### Given request
Exactly reproduce the lines beginning with the line that includes "Exercise. Locate the thin" and ending with the last line of the data.

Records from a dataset
________

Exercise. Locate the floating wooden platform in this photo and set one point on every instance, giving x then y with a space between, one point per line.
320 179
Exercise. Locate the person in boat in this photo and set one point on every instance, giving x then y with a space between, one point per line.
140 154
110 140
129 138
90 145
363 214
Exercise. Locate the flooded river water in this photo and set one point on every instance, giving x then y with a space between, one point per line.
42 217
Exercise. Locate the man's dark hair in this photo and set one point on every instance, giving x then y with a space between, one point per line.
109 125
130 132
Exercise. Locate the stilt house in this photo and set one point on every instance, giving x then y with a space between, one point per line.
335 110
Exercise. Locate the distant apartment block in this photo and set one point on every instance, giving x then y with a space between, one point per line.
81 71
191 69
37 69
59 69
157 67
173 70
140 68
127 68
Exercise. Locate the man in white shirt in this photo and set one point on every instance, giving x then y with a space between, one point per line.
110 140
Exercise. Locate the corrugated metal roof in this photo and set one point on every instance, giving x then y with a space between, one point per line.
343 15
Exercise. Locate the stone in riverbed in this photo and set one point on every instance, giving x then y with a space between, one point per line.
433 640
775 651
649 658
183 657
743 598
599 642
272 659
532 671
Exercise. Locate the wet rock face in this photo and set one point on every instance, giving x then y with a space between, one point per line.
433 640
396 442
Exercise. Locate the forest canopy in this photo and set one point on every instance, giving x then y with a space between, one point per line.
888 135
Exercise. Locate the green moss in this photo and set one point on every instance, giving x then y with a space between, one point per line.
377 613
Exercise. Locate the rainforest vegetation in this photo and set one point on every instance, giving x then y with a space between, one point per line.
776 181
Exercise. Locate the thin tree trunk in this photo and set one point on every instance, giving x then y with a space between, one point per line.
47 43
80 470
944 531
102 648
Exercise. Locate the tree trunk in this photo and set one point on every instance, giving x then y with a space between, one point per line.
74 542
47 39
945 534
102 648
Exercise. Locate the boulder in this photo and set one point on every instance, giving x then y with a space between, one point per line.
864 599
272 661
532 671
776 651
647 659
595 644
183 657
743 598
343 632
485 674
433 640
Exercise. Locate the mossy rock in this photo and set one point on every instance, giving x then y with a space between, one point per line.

________

### Solution
Exercise. Locate the thin tree trunk in this photo and set one point on every instance, giving x then y with a space between, one point per line.
47 43
80 470
944 531
102 648
Exercise. Locate the tree trunk in this photo and set one point on every instance, giving x then y with a space between, one point per line.
74 542
47 39
945 534
102 648
Exercise. Locate the boulder in this photo and set one point on every instance, giving x then y with a space between, one point per line.
864 599
272 661
532 671
776 651
647 659
595 644
183 657
743 598
343 632
485 674
433 640
Exercise. Locate the mossy rock in this photo and set one point on every instance, giving x then y with a space between, one point per line.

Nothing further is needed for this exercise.